■ **SOURCE TEXT**:
+--
Jeremy and Kelsey Curry left before the storm, staying with family in Arkansas. When they returned, the picture was grim.
Athletic facilities and academic buildings were severely damaged and the football field was flooded. The ceiling of their apartment collapsed.
On its website, Sports Illustrated published a story with the headline “McNeese State’s Summer of Hell.”
About two weeks after that story was published, the area was hit by Hurricane Delta, causing the couple to stay with coaching friends in Texas.
“The stadium was way more underwater the second time,” Kelsey Curry said.
But Mother Nature wasn’t done. In February 2021, a massive ice storm devastated the area, which led to a federal emergency declaration. Three months later, the Lake Charles area was hit with an historic 16- to 18-inch rainfall in six hours.
“I just kept thinking, ‘If we can get through all this, any other job in the country will be easy,” she said.
Happier times
The couple got married in the state where they met in June 2021 at Greek Peak, a ski resort in Cortland, N.Y.

The event featured a who’s who of their football lives.
“One half of our wedding was our family, and the other half was our former players,” said Jeremy Curry, who proposed at the American Football Coaches Association conference in January 2020 in Nashville.
“There were NFL coaches, college coaches, and a lot of kids came from Iowa,” Kelsey Curry said. “We had a lot of students that we had built connections with.”
Six months later, the couple had a decision to make when Jeremy received a Division I job offer from his former college teammate – new WIU head coach Myers Hendrickson.
“This opportunity came around and (Kelsey) said, ‘You’ve sacrificed time after time for me. It’s the reason we’re here. I’m not having you sacrifice again. You need to go.’”
Camp season and kickoff
Some of the most difficult times, Kelsey Curry admitted, came during fall camp, when the distance seemed overwhelming at times.

“Camp was hard,” she said. “We were on two different schedules. It was just finding those few minutes a day to connect, even if you’re walking 5 minutes from practice to the fieldhouse or those 2 minutes getting out of the house in the morning. FaceTime is the greatest thing that’s ever been invented.”
+--
■ **REQUIREMENT**: Write a continuation of the article about Jeremy and Kelsey Curry, picking up right after its final sentence. Nothing in the items is needed for this.
+--
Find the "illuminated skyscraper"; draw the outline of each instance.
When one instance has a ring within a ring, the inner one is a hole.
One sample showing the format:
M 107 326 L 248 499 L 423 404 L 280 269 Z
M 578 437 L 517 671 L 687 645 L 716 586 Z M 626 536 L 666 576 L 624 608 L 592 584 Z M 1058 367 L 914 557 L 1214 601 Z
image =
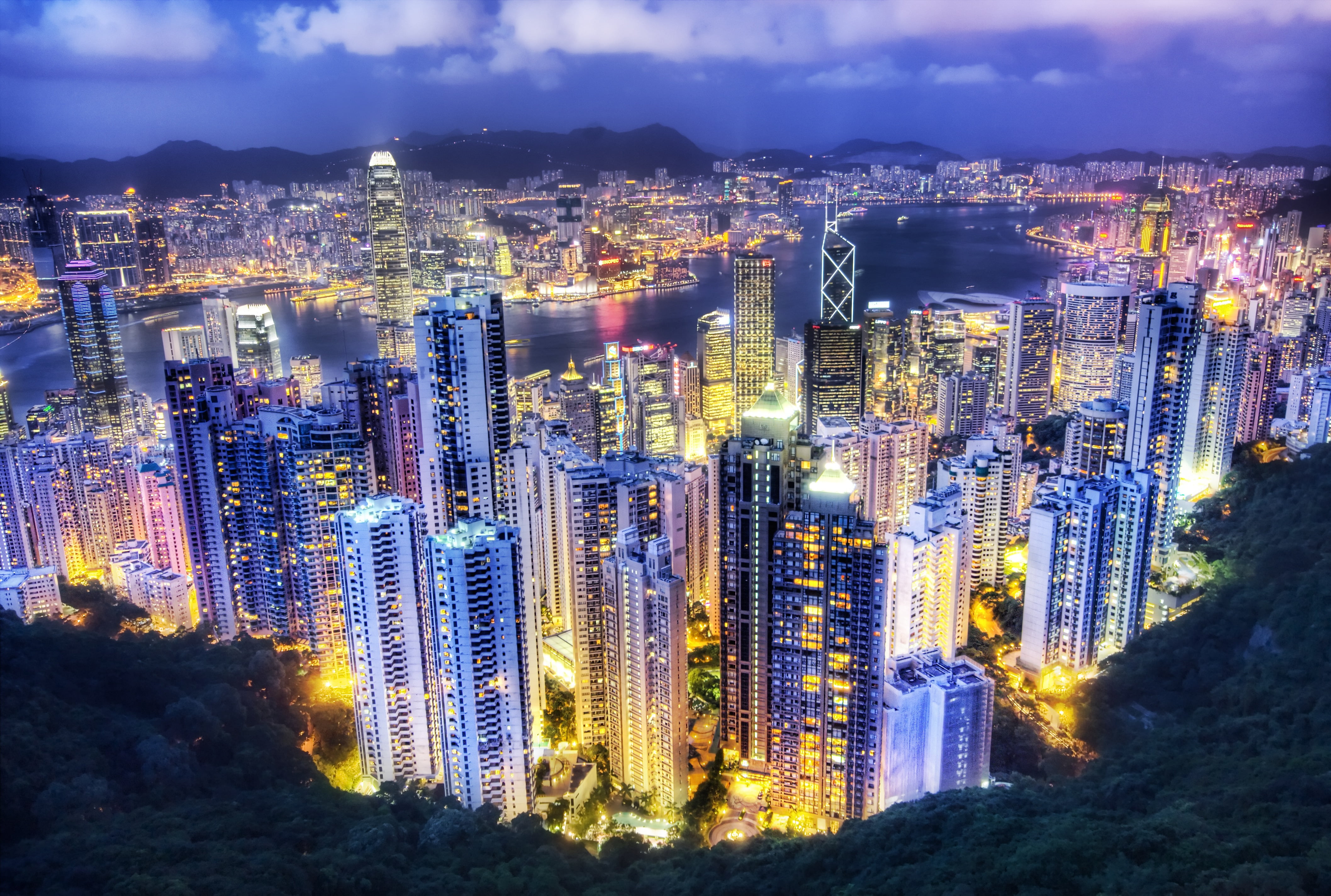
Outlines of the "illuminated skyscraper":
M 411 365 L 417 349 L 411 333 L 415 300 L 411 294 L 406 200 L 402 196 L 402 174 L 393 153 L 377 152 L 370 156 L 369 180 L 374 301 L 379 316 L 375 326 L 378 354 L 381 358 L 399 358 Z
M 1054 306 L 1041 298 L 1022 298 L 1008 308 L 1010 320 L 1002 413 L 1025 426 L 1049 415 Z
M 804 325 L 804 427 L 820 417 L 852 425 L 864 413 L 864 330 L 858 325 Z
M 282 377 L 282 349 L 277 322 L 268 305 L 241 305 L 236 309 L 236 370 L 256 382 Z
M 40 186 L 28 188 L 23 202 L 28 221 L 28 245 L 32 249 L 33 276 L 43 296 L 60 292 L 59 277 L 65 270 L 65 241 L 60 232 L 60 213 Z
M 1197 284 L 1170 284 L 1138 305 L 1123 459 L 1155 477 L 1155 564 L 1174 541 L 1201 300 Z
M 709 435 L 735 427 L 735 354 L 731 316 L 716 310 L 697 318 L 697 366 L 703 375 L 703 422 Z
M 823 280 L 819 320 L 823 324 L 855 324 L 855 244 L 837 233 L 836 206 L 824 212 Z
M 688 800 L 688 602 L 671 542 L 620 529 L 603 562 L 610 767 L 668 805 Z
M 1113 390 L 1114 357 L 1131 290 L 1090 282 L 1063 284 L 1062 289 L 1062 341 L 1054 407 L 1066 413 Z
M 531 809 L 531 708 L 540 687 L 527 664 L 519 538 L 512 526 L 465 519 L 425 549 L 441 771 L 465 807 L 488 803 L 507 820 Z
M 291 358 L 291 377 L 301 383 L 301 403 L 306 407 L 323 403 L 323 369 L 317 354 L 298 354 Z
M 421 490 L 431 534 L 496 515 L 499 454 L 512 443 L 503 297 L 458 288 L 417 316 Z
M 201 326 L 169 326 L 162 330 L 162 351 L 166 361 L 206 358 L 208 339 Z
M 735 419 L 753 406 L 772 379 L 776 328 L 776 264 L 743 252 L 735 258 Z
M 439 776 L 439 695 L 431 694 L 433 602 L 421 594 L 425 521 L 397 495 L 337 514 L 361 774 L 377 782 Z
M 97 262 L 110 289 L 138 289 L 138 237 L 129 212 L 75 212 L 73 228 L 79 257 Z
M 1113 398 L 1082 402 L 1069 417 L 1063 434 L 1063 471 L 1103 475 L 1111 459 L 1123 457 L 1126 437 L 1126 407 Z
M 877 805 L 878 672 L 886 549 L 857 513 L 855 482 L 828 459 L 772 537 L 768 800 L 820 817 Z M 761 587 L 761 586 L 759 586 Z M 723 652 L 725 652 L 723 650 Z
M 109 438 L 116 447 L 124 446 L 134 435 L 129 375 L 116 298 L 95 261 L 65 265 L 60 274 L 60 313 L 84 430 Z
M 138 273 L 144 286 L 170 284 L 170 248 L 166 245 L 166 222 L 160 214 L 140 216 L 134 221 L 138 241 Z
+--
■ **WRITTEN ANSWER**:
To celebrate her husband’s first day of fall camp in Macomb, Kelsey sent a “camp starter pack,” complete with snacks, a new whistle and plenty of other treats.
“She’s my rock,” Jeremy Curry said. “She’s a constant reminder of why I’m here. It’s tough when she’s getting on one plane and I’m getting on another. But I could not be doing this with any other person. I’m blessed to have her as my partner.”
The couple has embraced their roles on new coaching staffs, led by Hendrickson at WIU and first-year head coach Gary Goff at McNeese.
“To me, it’s like I have 120 kids of my own,” Kelsey Curry said of her football operations role. “I always say I have 120 kids and 14 other husbands at McNeese. These kids have impacted me more than I could ever tell them.”
Jeremy Curry prides himself on being a no-nonsense coach and person.
“I’m a tough coach, but I’m a loving coach,” he said.
Though their distance has changed, the goal remains the same.

“It may be hard now, but one day we are going to meet back up on the same sideline and it’s all going to be worth it,” Kelsey Curry said.
Having the Currys on the same sideline is something that Famiglietti hopes will happen soon.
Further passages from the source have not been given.